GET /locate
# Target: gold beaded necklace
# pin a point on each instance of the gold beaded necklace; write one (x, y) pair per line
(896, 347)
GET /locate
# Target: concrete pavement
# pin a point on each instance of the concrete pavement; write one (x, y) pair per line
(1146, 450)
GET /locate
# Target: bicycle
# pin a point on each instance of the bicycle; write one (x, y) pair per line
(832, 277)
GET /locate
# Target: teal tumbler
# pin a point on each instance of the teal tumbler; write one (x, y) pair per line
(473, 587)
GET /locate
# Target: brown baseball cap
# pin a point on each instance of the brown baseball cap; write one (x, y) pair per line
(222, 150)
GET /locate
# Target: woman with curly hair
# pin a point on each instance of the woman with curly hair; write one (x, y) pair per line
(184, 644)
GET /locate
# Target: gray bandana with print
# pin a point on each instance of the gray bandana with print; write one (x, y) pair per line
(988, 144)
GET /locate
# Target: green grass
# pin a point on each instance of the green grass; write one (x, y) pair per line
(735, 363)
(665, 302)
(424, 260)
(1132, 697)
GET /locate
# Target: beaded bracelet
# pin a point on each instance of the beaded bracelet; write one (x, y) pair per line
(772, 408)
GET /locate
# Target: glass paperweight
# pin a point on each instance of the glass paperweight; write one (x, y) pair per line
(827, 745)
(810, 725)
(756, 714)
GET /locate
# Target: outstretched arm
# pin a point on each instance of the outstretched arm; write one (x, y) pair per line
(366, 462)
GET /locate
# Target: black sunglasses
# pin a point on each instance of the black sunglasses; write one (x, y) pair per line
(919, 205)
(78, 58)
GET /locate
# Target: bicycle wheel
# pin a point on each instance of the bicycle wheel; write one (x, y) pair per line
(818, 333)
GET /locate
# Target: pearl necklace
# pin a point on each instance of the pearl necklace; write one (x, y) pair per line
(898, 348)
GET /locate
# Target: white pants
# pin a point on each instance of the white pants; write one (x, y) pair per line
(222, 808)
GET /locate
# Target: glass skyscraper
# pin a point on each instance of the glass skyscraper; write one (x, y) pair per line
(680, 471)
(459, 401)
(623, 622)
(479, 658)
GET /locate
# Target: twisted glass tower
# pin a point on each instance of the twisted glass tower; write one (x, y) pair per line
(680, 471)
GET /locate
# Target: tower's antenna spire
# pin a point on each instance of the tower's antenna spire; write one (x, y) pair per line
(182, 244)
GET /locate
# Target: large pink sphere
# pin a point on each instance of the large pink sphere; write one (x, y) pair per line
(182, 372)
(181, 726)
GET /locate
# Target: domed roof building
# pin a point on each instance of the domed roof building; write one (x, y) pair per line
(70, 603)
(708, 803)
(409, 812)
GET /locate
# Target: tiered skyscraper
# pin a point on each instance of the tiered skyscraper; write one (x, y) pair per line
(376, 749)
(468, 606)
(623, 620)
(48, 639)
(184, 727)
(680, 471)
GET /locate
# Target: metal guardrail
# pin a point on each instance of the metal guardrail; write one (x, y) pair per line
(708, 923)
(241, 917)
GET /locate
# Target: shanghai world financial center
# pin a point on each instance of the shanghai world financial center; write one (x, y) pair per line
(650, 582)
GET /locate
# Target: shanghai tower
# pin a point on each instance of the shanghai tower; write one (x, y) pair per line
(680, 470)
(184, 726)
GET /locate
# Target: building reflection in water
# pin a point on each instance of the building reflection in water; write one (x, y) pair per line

● **ASSIGNED TASK**:
Count the lines in the records above that contain the word "water", and reply with only that number.

● **SOLVED PROBLEM**:
2